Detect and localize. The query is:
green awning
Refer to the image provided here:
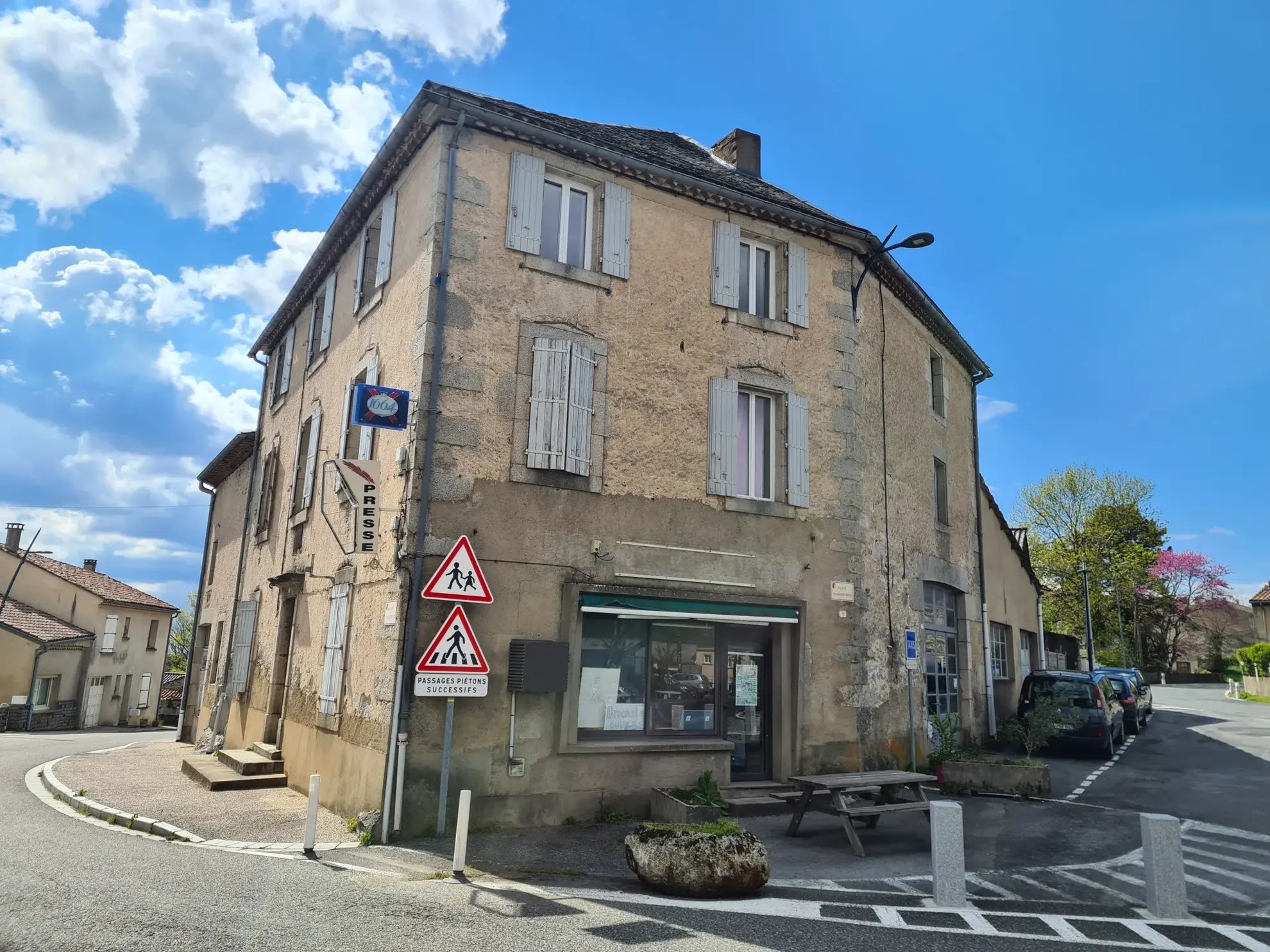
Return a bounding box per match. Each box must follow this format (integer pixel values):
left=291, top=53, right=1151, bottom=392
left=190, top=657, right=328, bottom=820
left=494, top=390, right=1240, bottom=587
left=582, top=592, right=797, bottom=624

════

**What to work on:** Update the material above by swapping "green" for "blue" and keeping everything else the same. Leave the picture out of your answer.

**Reply:**
Detect and localize. The query is:
blue awning
Refer to the image provided here:
Return a bounding box per match. Each box must follow this format (integer pixel values):
left=291, top=53, right=1151, bottom=392
left=190, top=657, right=328, bottom=820
left=494, top=390, right=1240, bottom=587
left=582, top=592, right=797, bottom=624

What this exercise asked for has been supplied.